• [WHAT IS NEEDED]:
Would you transcribe the whole listing exactly, minus its pictures?

• [DATA UNDER STUDY]:
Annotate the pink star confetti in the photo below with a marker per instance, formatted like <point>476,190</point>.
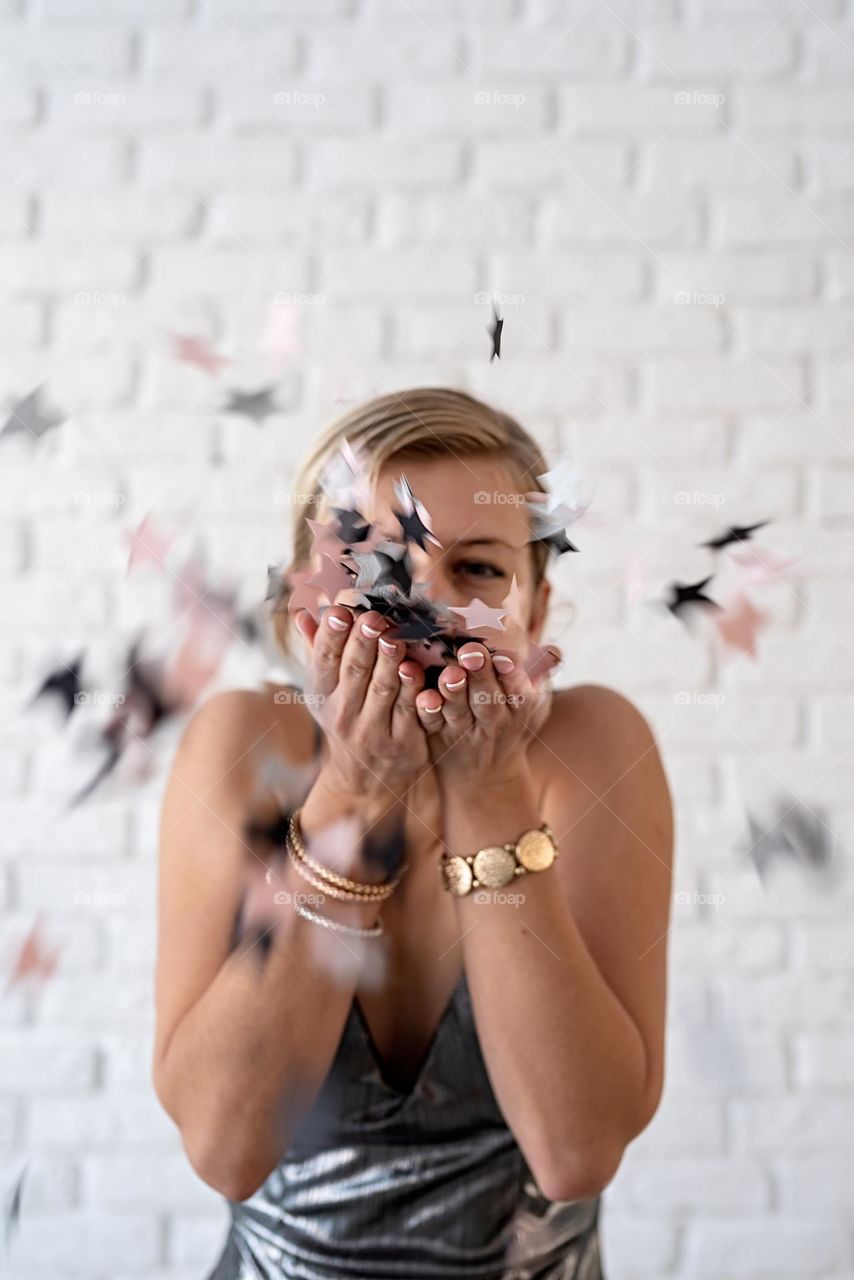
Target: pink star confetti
<point>739,624</point>
<point>759,565</point>
<point>332,579</point>
<point>479,616</point>
<point>304,595</point>
<point>35,959</point>
<point>197,351</point>
<point>281,336</point>
<point>149,545</point>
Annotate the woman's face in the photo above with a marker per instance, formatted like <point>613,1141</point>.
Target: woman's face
<point>478,513</point>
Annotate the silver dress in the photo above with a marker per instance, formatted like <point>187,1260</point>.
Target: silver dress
<point>430,1183</point>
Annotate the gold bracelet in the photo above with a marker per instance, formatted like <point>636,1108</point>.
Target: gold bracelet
<point>378,892</point>
<point>497,865</point>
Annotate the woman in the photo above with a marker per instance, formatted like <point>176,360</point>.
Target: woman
<point>462,1118</point>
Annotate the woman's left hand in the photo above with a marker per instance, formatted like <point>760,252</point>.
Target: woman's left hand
<point>480,730</point>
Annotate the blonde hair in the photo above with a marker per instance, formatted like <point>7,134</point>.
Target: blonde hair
<point>424,421</point>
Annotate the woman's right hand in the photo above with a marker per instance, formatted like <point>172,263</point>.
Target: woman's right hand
<point>375,741</point>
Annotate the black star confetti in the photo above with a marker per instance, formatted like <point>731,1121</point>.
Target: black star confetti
<point>255,405</point>
<point>28,417</point>
<point>683,594</point>
<point>65,684</point>
<point>734,534</point>
<point>494,333</point>
<point>795,832</point>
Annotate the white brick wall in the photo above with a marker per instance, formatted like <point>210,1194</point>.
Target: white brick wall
<point>606,160</point>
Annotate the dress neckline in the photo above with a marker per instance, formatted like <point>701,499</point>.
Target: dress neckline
<point>430,1050</point>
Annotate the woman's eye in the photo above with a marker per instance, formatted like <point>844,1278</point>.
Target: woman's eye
<point>475,566</point>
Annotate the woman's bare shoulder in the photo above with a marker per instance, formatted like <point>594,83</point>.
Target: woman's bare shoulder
<point>233,722</point>
<point>597,727</point>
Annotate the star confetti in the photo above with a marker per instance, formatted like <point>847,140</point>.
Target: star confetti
<point>415,520</point>
<point>345,478</point>
<point>795,832</point>
<point>739,624</point>
<point>30,417</point>
<point>759,565</point>
<point>35,961</point>
<point>255,405</point>
<point>281,336</point>
<point>197,351</point>
<point>149,545</point>
<point>494,333</point>
<point>65,684</point>
<point>476,615</point>
<point>734,534</point>
<point>12,1212</point>
<point>333,577</point>
<point>683,594</point>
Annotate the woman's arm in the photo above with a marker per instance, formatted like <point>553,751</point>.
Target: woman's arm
<point>569,984</point>
<point>242,1042</point>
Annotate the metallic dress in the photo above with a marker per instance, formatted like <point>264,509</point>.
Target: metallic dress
<point>430,1183</point>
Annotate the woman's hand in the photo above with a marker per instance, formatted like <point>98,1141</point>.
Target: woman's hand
<point>362,693</point>
<point>482,718</point>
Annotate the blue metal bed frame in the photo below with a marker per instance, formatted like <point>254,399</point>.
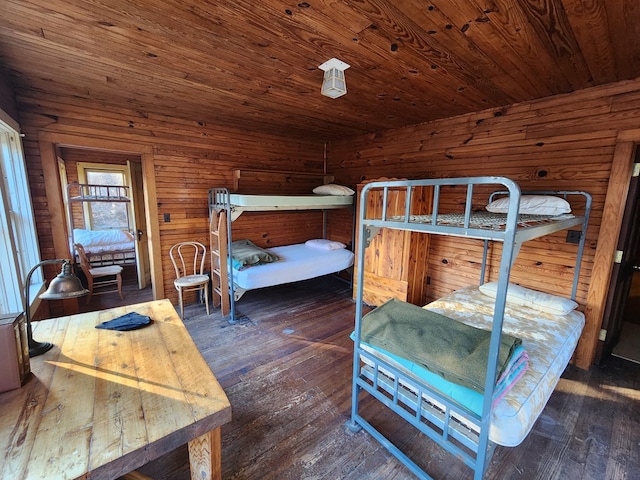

• [YOUR SOLUTION]:
Annotate the pink star confetti in the photo below with a marker per instance, formatted like <point>476,190</point>.
Target: pink star confetti
<point>739,624</point>
<point>759,565</point>
<point>332,579</point>
<point>479,616</point>
<point>304,595</point>
<point>35,959</point>
<point>197,351</point>
<point>281,336</point>
<point>149,545</point>
Annotate the woman's face in the photo above with a marker per instance, formatted like <point>613,1141</point>.
Target: woman's face
<point>478,513</point>
Annotate the silver dress in the photo above with a marker per instance, formatted like <point>187,1260</point>.
Target: silver dress
<point>430,1183</point>
Annotate the gold bracelet in the photo above with a marker per instance, formatted like <point>636,1108</point>.
Target: gold bracelet
<point>378,892</point>
<point>497,865</point>
Annotate the woman in the photo above with a marker per instance, formatted like <point>176,360</point>.
Target: woman
<point>462,1118</point>
Annotate the woman's left hand in the photo above with a marker per instance, formatted like <point>760,252</point>.
Target: woman's left hand
<point>480,730</point>
Annotate the blonde hair in the photo above with a marker per instance, formatted like <point>7,134</point>.
Target: blonde hair
<point>424,421</point>
Annotate the woman's right hand in the photo above with a marker per instance, formatted like <point>172,263</point>.
Target: woman's right hand
<point>375,741</point>
Annotate the black star confetti in the photo above with a marker per instance, formatted like <point>731,1121</point>.
Target: black star confetti
<point>255,405</point>
<point>28,417</point>
<point>683,594</point>
<point>65,684</point>
<point>734,534</point>
<point>494,333</point>
<point>795,832</point>
Annotate the white brick wall in the photo above with a marker per instance, formatted like <point>210,1194</point>.
Target: white brick wall
<point>606,160</point>
Annotate the dress neckline in the photo above with a marker per instance, formatted like <point>701,499</point>.
Target: dress neckline
<point>430,1050</point>
Annotate the woman's eye in the photo above with a marker per instance, formatted like <point>844,1278</point>.
Target: woman's eye
<point>475,566</point>
Annotate the woman's bare shoulder in the photo above with a marker per instance, formatted like <point>594,83</point>.
Target: woman's bare shoulder
<point>233,722</point>
<point>597,727</point>
Annotate the star confetti in the photo above with a marker per instance, formatted like <point>847,140</point>.
Target: star confetti
<point>415,520</point>
<point>345,478</point>
<point>795,832</point>
<point>739,624</point>
<point>30,417</point>
<point>759,565</point>
<point>35,961</point>
<point>255,405</point>
<point>281,336</point>
<point>197,351</point>
<point>149,545</point>
<point>494,333</point>
<point>65,684</point>
<point>476,615</point>
<point>734,534</point>
<point>12,1212</point>
<point>333,577</point>
<point>683,594</point>
Annotate the woman's arm in the photo above with a marker per instance, formatted like <point>553,751</point>.
Target: woman's arm
<point>569,984</point>
<point>242,1042</point>
Annotate the metallic dress in the photo above with a marker per instance, formatted like <point>264,509</point>.
Target: metallic dress
<point>430,1183</point>
Annotate the woman's hand in the photo above with a marker per instance, formatted like <point>98,1141</point>.
Target: woman's hand
<point>362,693</point>
<point>482,718</point>
Annotate the blue metal bed frame in the photo below with a marker per instance, formatted like <point>254,399</point>.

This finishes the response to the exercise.